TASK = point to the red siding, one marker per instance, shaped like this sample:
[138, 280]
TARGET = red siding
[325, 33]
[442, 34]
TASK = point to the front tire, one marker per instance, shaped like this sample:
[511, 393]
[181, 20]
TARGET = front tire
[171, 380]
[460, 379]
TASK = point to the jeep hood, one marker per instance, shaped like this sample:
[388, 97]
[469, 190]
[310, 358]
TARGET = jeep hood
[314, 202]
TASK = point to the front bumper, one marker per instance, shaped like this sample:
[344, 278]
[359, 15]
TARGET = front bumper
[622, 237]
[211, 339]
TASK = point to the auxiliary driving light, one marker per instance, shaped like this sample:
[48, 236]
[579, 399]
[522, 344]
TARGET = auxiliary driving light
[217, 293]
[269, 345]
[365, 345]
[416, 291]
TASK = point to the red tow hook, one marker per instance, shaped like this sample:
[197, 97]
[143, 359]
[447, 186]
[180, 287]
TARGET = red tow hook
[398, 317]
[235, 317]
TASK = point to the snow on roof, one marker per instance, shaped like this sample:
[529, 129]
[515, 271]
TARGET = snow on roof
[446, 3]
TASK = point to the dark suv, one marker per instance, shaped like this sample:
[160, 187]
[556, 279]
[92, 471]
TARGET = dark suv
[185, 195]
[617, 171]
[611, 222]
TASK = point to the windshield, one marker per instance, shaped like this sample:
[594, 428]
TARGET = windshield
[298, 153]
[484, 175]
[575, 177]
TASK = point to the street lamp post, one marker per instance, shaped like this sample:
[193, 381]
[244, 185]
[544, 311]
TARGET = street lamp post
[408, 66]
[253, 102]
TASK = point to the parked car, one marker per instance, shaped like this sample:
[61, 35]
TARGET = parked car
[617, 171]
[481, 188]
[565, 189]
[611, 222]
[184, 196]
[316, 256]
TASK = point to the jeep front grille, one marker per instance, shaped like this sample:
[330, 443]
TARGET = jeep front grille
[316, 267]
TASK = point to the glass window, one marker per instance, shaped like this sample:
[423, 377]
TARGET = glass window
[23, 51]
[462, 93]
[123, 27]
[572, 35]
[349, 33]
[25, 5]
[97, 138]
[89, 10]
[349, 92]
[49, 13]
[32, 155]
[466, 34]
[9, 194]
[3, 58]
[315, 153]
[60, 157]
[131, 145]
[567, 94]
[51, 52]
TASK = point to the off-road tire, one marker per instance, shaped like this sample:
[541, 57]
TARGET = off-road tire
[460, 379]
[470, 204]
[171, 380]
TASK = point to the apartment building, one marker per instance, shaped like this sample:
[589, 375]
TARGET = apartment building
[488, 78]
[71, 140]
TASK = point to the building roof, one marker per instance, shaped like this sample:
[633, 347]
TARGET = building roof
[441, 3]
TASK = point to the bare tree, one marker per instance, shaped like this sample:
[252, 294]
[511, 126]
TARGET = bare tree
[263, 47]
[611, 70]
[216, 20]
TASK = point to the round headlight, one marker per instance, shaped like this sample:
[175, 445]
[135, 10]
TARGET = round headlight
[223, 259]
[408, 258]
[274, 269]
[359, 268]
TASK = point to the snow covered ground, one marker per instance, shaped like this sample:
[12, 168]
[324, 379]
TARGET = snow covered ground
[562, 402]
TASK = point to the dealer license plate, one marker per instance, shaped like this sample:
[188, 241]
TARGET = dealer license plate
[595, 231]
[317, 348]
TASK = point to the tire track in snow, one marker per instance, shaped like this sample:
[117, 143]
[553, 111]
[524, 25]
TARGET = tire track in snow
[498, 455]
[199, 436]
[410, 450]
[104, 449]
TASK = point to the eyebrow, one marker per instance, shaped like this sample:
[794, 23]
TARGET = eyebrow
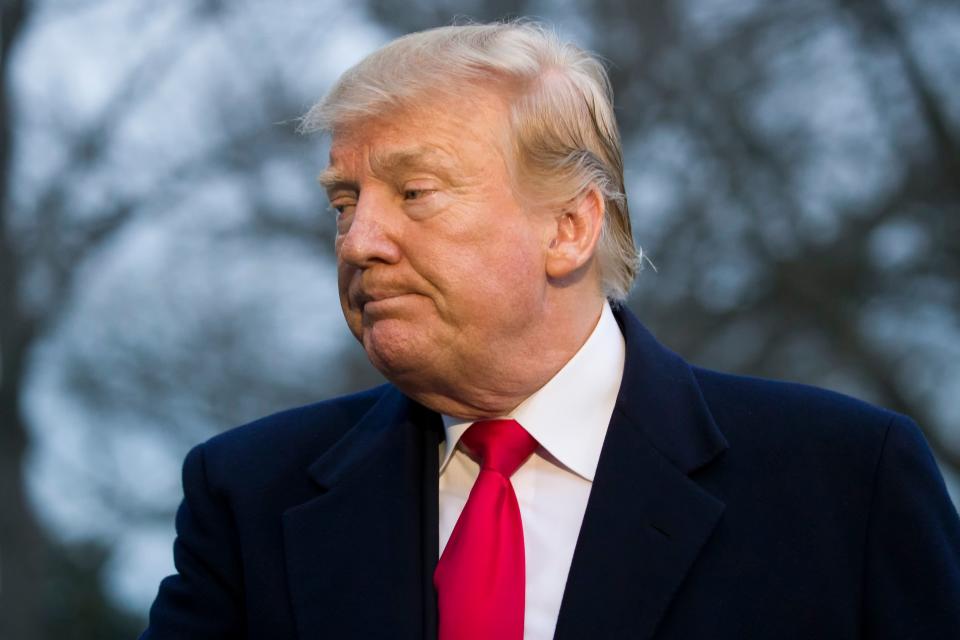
[423, 157]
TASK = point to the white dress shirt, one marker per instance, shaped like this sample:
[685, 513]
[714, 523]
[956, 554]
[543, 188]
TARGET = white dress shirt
[568, 416]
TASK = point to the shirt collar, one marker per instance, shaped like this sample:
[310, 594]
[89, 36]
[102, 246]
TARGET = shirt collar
[569, 415]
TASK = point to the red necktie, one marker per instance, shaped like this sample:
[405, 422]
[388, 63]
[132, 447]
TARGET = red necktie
[480, 578]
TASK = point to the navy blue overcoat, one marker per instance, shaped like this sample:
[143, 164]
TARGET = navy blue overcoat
[723, 507]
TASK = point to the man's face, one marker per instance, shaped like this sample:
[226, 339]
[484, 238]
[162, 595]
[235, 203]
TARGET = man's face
[441, 269]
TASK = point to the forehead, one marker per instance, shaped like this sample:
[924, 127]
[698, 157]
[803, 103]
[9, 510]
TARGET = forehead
[438, 132]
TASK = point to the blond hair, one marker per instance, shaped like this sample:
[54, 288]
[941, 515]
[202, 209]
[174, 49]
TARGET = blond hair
[565, 137]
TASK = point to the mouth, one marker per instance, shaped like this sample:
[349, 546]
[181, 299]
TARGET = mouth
[369, 300]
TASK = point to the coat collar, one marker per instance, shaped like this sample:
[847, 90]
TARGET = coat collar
[360, 556]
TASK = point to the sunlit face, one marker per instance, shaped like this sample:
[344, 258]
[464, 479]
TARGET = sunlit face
[440, 268]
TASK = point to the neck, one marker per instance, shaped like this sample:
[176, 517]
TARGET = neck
[505, 375]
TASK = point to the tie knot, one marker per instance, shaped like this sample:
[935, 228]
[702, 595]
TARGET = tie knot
[502, 445]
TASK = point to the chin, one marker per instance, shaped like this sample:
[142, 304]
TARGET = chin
[396, 348]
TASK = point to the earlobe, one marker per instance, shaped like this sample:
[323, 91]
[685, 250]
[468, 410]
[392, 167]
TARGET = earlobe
[575, 235]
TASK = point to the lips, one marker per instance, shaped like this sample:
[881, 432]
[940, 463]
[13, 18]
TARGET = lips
[363, 296]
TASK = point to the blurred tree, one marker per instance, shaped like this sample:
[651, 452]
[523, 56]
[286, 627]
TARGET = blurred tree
[174, 130]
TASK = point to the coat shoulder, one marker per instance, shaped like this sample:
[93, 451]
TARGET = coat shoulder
[273, 446]
[785, 406]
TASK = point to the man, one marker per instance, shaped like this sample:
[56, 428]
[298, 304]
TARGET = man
[539, 465]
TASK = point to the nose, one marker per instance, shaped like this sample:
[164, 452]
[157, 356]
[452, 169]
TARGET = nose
[370, 237]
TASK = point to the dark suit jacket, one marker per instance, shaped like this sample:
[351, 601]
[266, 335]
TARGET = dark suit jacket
[722, 507]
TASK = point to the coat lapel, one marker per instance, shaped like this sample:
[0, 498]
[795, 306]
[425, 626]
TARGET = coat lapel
[360, 555]
[646, 520]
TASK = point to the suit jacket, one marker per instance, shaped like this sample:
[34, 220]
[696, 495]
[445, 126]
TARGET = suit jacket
[722, 507]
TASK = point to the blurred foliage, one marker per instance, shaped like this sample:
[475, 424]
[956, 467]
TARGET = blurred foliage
[76, 606]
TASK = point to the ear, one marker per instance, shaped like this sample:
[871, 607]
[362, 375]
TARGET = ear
[573, 238]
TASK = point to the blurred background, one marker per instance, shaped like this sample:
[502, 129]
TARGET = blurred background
[793, 170]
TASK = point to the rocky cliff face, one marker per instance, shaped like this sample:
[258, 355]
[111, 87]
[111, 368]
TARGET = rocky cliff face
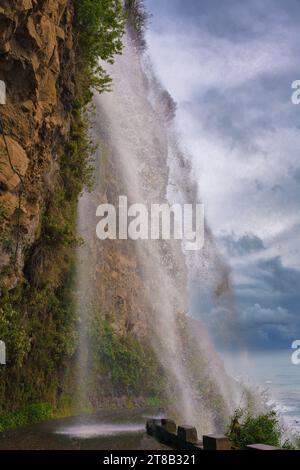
[37, 64]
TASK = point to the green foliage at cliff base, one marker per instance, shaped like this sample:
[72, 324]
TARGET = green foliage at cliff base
[246, 428]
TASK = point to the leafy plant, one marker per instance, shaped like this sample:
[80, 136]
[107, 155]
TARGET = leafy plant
[246, 429]
[100, 27]
[137, 19]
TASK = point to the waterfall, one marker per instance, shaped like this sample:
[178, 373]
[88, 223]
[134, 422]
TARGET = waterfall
[139, 150]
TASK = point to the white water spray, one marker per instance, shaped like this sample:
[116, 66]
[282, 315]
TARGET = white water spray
[134, 123]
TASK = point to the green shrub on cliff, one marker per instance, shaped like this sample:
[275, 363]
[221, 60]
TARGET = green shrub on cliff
[100, 27]
[129, 366]
[246, 429]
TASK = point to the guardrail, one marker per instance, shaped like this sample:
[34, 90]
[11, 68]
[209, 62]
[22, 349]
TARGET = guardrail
[185, 437]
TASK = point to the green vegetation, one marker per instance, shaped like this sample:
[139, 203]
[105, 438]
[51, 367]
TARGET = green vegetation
[245, 429]
[28, 415]
[100, 27]
[137, 19]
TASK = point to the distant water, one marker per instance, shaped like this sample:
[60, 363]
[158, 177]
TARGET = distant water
[272, 371]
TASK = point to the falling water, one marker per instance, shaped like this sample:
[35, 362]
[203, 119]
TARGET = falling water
[134, 124]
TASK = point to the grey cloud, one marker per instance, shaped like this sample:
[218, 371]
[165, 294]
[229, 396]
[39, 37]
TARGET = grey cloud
[243, 245]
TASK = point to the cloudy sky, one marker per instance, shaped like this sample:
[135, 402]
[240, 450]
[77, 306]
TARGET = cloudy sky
[229, 65]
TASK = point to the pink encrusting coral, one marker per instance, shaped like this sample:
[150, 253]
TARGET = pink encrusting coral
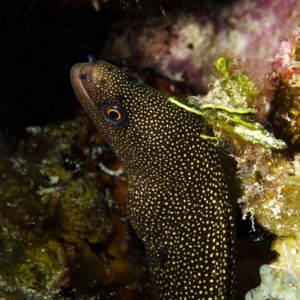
[184, 45]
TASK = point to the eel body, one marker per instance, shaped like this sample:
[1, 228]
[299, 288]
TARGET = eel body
[177, 198]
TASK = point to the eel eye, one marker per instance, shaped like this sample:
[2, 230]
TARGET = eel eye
[113, 113]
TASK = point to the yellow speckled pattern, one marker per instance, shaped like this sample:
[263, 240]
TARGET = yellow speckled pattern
[177, 201]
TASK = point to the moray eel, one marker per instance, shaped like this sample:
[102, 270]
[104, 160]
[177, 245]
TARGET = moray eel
[177, 196]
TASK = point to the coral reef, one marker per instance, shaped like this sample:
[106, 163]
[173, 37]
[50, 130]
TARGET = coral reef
[182, 44]
[61, 234]
[269, 177]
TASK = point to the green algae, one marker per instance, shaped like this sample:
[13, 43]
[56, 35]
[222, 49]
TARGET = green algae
[56, 230]
[228, 108]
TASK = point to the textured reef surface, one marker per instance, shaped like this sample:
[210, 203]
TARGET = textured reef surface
[64, 232]
[62, 236]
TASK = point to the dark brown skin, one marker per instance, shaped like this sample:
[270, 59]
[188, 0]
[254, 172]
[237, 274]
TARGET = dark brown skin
[178, 200]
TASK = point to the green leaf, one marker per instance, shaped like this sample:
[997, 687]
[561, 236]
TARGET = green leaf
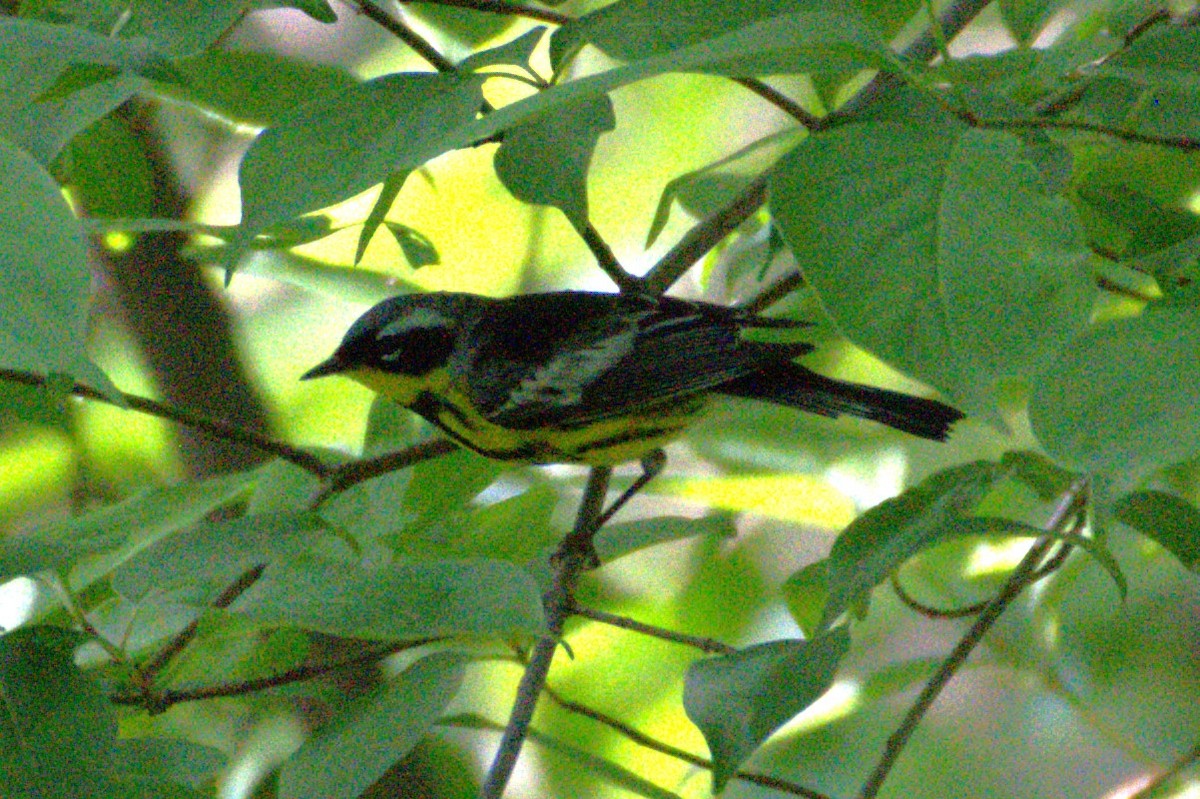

------------------------------------

▶ [Brief]: Count the lines in the rows above that contain the string "covered", with case counting, and reply with the number alone.

▶ [Result of the exercise]: 2